» Things to do:
#1 According to the text about Schofield's career, on which programme did he make his television debut in New Zealand?
#2 Write what comes next in the text about Schofield's television career, starting after its final sentence.

» Text shown:
━━━━

After many years of writing letters to the BBC, at 17, Schofield took up the position of bookings clerk and tea boy for BBC Radio at Broadcasting House in London, where he was, at the time, the youngest employee.

Career

Television
Aged 19, Schofield moved with his family to New Zealand, where he made his television debut as the initial presenter of the youth music programme Shazam! on 23 February 1982. He also spent two years working for the Auckland-based radio station Radio Hauraki.

In 1985, he returned to Britain, where he became the first in-vision continuity presenter for Children's BBC on weekdays for two years from September 1985 in what was known as the 'Broom Cupboard'. He left in 1987 to present Going Live! on Saturday mornings between September 1987 and April 1993. From 1988 to 1991, he was the host of the Smash Hits Poll Winners Party, a pop-magazine awards show.

In the early 1990s, Schofield moved to adult-orientated television with various programmes for ITV, such as Schofield's Quest, Schofield's TV Gold and Ten Ball. From 1994 to 1997, he presented Talking Telephone Numbers for five series and in 1996 he hosted a show about remarkable coincidences called One in a Million. He co-authored the book that came out of the series.

He was the subject of This Is Your Life in 1998, when he was surprised by Michael Aspel at the curtain call of the musical Doctor Dolittle at the Hammersmith Apollo in London.

━━━━

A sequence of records
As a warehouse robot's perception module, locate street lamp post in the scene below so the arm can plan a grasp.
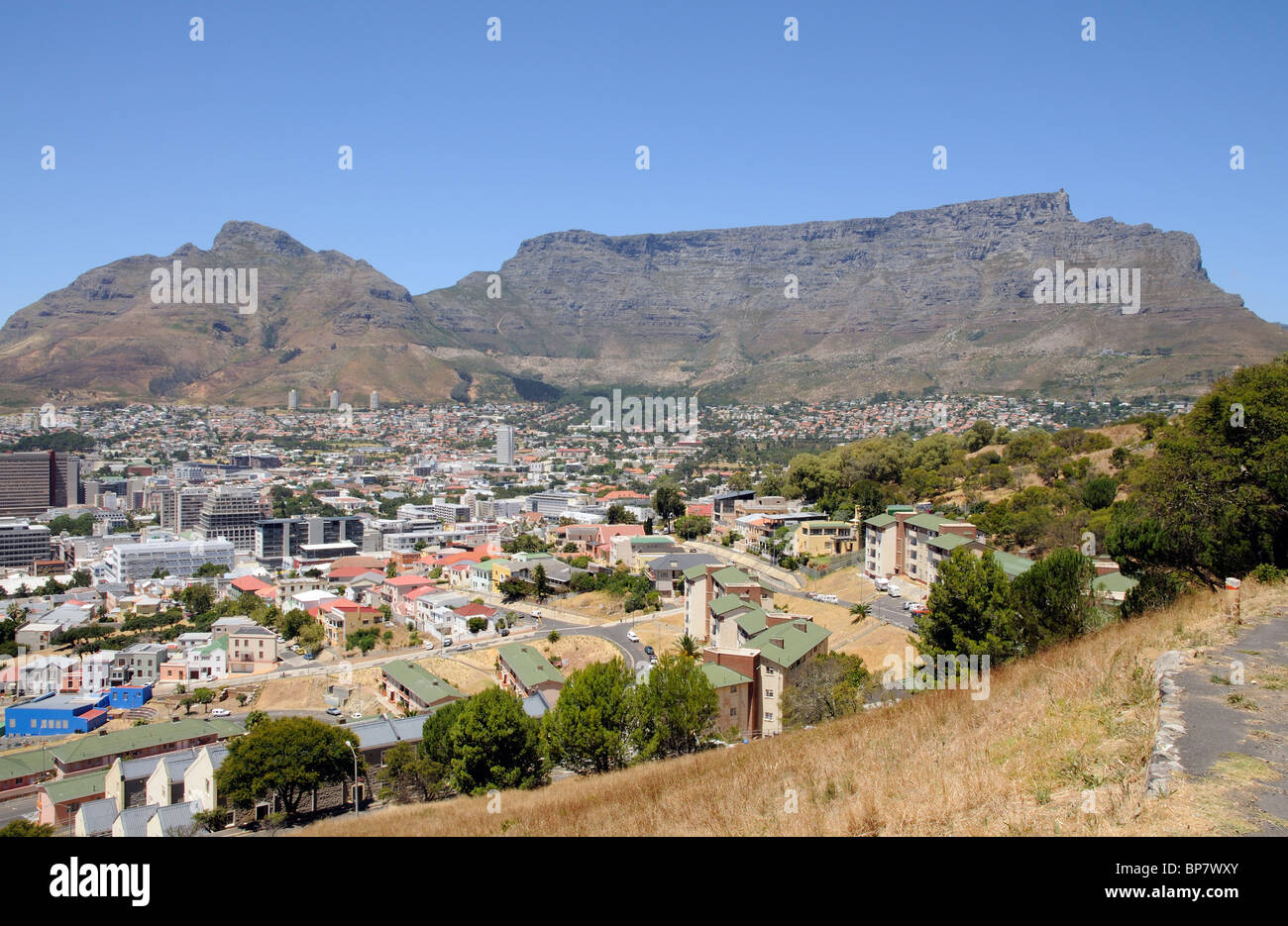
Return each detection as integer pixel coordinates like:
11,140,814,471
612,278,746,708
344,739,358,813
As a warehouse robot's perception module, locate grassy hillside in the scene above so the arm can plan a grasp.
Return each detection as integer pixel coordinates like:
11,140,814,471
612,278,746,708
304,582,1288,836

━━━━

» Task results:
#1 Shazam!, a youth music programme

#2
In the following decade, Schofield presented the National Lottery Winning Lines programme for BBC One between June 2001 and October 2004. And between 2002 and 2006, he co-hosted the BBC quiz show Test the Nation with Anne Robinson. In July 2006, he signed an exclusive two-year contract with ITV, reported to have been worth £5 million. The exclusive deal also meant he could no longer present Test the Nation and was replaced by Danny Wallace.

Since 2002, Schofield has been a presenter on the ITV daytime show This Morning replacing John Leslie with Fern Britton until 2009 and with Holly Willoughby who replaced Britton in September that year. In May 2008, Schofield's father, Brian, died from a long-standing heart condition, which led to Schofield taking a break from presenting This Morning. John Barrowman stood in for him until his return.

Starting in 2005, Schofield presented two series of Have I Been Here Before?, a daytime programme where a celebrity attempted to use regression to get in touch with a previous life.

Since 2006, he has presented The British Soap Awards. Between 2006 and 2008, he hosted the programme with Fern Britton but since 2009, alone.

During the run of the ITV reality show I'm a Celebrity...Get Me Out of Here!, he co-hosted the spin-off series I'm a Celebrity, Get Me out of Here! Exclusive with Sheree Murphy. The show lasted one series. In 2006, Schofield presented two episodes of the ITV game show It's Now or Never, before the network cancelled the show, due to poor ratings.

Schofield presented Dancing on Ice on ITV with Holly Willoughby from 2006 until 2011 and Christine Bleakley from 2012 until 2014. It was announced in the summer of 2013 that Dancing on Ice was to come to an end following the 2014 series. Schofield returned to co-present the show in 2018 following ITV's choice to reboot the series after four years away.

Since April 2008, he and Fern Britton hosted a revival of the ITV game show Mr. and Mrs., renamed as All Star Mr & Mrs. In 2010, the show took a break but returned in 2012 without Britton.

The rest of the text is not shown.